After his death, on September 25, 1914, the day of his death, he was buried in the cemetery around the church of Grasheide, part of the municipality of Putte adjacent to Keerbergen and later reburied in the new municipal cemetery. His tombstone reads:

In memory of Alphons Geleyns, Soldier of the 3rd Carabiniers, b. in Rotselaer, 30 Jan. 1887. Died for the fatherland at Grasheide, 25 Sept. 1914. RIP

On his tombstone, only his middle name and also call sign are written but his date of birth was listed as in 1887 instead of 1889. Geleyns was never reburied in his home village of Rotselaar because his parents never requested it. His grave is owned by the Belgian State and after the war, the State decided to center the various war graves in military cemeteries and Geleyns was buried at the . However, the parents of Alfons Geleyns protested against an exhumation of their son's remains. This made the grave a private grave. His younger brothers Armand and Jules both named their oldest son Alfons after their fallen brother.

■ What you need to do
Reproduce the passage about Alphons Geleyns's grave word for word, from start to end. The data that comes next has no connection to the passage about Alphons Geleyns's grave.

■ Material provided
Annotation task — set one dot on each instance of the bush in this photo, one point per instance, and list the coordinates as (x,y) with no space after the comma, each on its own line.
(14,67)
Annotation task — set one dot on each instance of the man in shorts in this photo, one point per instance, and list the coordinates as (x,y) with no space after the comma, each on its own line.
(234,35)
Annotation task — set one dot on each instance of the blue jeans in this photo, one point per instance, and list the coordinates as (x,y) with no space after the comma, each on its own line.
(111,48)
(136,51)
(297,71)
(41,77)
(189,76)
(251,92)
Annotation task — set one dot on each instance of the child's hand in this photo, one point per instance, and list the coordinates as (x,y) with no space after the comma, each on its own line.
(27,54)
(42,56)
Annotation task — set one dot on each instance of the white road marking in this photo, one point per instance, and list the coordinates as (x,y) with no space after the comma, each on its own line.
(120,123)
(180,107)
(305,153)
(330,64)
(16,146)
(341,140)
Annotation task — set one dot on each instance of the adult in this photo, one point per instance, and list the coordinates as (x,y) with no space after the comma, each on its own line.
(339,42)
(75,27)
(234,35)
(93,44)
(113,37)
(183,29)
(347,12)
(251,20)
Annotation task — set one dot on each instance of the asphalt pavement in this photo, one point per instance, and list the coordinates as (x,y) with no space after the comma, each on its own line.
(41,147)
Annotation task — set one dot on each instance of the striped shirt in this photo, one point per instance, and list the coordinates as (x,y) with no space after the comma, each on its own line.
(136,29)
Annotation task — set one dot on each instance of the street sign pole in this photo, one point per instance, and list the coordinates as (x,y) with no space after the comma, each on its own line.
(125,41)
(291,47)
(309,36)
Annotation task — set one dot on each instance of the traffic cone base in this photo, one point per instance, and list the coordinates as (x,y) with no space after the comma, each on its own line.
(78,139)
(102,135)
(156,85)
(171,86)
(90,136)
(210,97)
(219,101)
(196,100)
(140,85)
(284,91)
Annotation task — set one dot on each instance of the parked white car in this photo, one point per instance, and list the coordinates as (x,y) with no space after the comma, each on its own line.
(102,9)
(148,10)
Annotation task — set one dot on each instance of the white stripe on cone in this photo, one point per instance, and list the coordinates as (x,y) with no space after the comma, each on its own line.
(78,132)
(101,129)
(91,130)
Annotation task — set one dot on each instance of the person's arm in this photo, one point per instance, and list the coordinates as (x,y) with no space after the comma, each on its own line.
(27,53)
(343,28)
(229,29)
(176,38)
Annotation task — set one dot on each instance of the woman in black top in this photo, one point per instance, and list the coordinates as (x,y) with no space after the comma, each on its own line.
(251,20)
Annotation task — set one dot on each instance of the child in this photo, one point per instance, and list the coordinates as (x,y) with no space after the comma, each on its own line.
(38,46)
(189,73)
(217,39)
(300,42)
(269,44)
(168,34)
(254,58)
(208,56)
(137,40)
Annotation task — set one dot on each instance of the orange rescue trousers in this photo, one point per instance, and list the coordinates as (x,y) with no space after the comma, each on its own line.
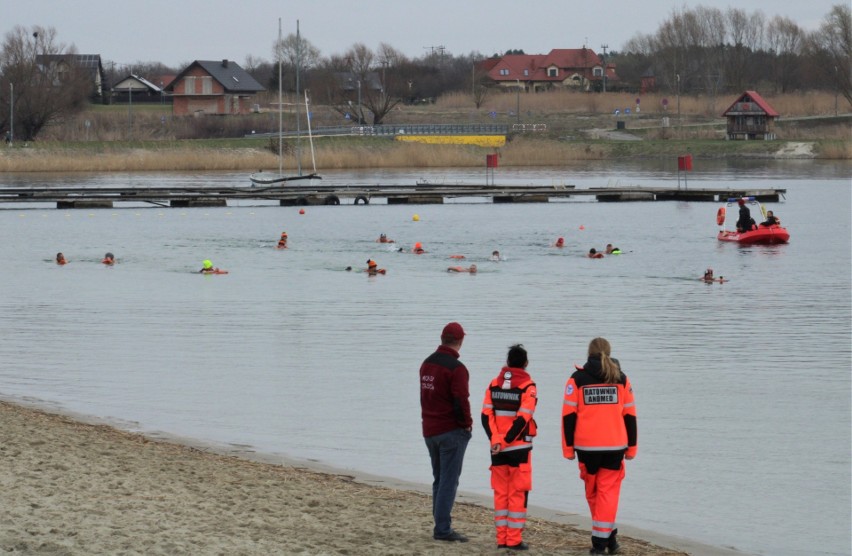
(602,490)
(511,488)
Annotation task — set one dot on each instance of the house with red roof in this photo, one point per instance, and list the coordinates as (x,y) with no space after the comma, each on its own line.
(213,87)
(751,117)
(578,69)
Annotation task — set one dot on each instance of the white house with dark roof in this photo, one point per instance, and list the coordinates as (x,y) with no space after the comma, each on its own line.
(136,89)
(213,87)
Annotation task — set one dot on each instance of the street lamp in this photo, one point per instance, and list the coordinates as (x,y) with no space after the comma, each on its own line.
(677,75)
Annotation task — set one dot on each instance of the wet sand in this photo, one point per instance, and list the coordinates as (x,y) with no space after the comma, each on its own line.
(72,486)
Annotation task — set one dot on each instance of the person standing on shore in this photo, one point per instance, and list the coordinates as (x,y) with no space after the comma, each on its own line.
(599,427)
(447,424)
(507,416)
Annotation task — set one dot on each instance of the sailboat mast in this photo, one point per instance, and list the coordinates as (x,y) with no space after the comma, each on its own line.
(298,117)
(280,105)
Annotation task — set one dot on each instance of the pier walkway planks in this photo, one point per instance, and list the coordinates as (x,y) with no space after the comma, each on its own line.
(420,193)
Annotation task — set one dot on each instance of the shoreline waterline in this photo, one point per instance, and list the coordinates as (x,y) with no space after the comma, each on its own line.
(47,415)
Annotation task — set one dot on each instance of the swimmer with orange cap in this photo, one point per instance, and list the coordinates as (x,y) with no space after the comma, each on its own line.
(282,242)
(373,268)
(208,268)
(471,269)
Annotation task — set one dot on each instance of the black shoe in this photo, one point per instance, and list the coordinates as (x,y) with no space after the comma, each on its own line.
(612,544)
(454,536)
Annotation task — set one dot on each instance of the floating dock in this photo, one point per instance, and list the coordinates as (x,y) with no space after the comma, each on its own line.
(420,193)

■ Answer to this problem
After his death, on September 25, 1914, the day of his death, he was buried in the cemetery around the church of Grasheide, part of the municipality of Putte adjacent to Keerbergen and later reburied in the new municipal cemetery. His tombstone reads:

In memory of Alphons Geleyns, Soldier of the 3rd Carabiniers, b. in Rotselaer, 30 Jan. 1887. Died for the fatherland at Grasheide, 25 Sept. 1914. RIP

On his tombstone, only his middle name and also call sign are written but his date of birth was listed as in 1887 instead of 1889. Geleyns was never reburied in his home village of Rotselaar because his parents never requested it. His grave is owned by the Belgian State and after the war, the State decided to center the various war graves in military cemeteries and Geleyns was buried at the . However, the parents of Alfons Geleyns protested against an exhumation of their son's remains. This made the grave a private grave. His younger brothers Armand and Jules both named their oldest son Alfons after their fallen brother.